WHAT YOU WILL DO — Each line at or after the one containing "need bbox / front wheel" should be transcribed exactly, up to and including the final line of the data.
══ INFORMATION SUPPLIED
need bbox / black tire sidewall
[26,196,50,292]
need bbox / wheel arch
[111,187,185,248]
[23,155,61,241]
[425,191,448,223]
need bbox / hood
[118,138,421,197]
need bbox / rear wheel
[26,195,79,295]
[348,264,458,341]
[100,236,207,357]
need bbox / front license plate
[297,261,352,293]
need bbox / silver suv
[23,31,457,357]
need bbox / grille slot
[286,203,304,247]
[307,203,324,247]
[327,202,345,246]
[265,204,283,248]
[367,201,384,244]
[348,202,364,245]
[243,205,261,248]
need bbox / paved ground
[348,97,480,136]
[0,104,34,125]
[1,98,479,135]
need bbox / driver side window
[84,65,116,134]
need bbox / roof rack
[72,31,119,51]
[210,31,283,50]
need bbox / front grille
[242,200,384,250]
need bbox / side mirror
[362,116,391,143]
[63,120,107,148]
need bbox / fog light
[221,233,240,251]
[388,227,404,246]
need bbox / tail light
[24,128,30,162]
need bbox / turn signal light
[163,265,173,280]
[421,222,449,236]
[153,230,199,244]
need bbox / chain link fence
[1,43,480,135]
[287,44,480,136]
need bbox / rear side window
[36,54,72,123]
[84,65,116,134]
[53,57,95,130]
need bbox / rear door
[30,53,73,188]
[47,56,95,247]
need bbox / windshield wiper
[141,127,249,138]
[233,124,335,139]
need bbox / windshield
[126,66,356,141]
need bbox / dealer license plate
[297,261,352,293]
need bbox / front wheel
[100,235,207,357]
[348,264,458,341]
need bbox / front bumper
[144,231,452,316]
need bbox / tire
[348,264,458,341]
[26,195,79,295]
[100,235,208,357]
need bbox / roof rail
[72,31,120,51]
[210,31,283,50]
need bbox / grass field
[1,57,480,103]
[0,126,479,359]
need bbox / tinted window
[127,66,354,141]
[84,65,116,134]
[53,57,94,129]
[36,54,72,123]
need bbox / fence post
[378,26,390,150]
════
RESPONSE AREA —
need bbox / front wheel
[100,235,207,357]
[348,264,458,341]
need bbox / front bumper
[144,231,452,316]
need bbox / tire
[348,264,458,341]
[26,195,79,295]
[100,235,208,357]
need bbox / roof rail
[72,31,120,51]
[210,31,283,50]
need bbox / grass field
[1,57,480,103]
[0,126,479,359]
need bbox / tinted window
[127,66,354,141]
[84,65,116,134]
[53,57,94,129]
[36,54,72,123]
need bbox / fence post
[378,26,390,150]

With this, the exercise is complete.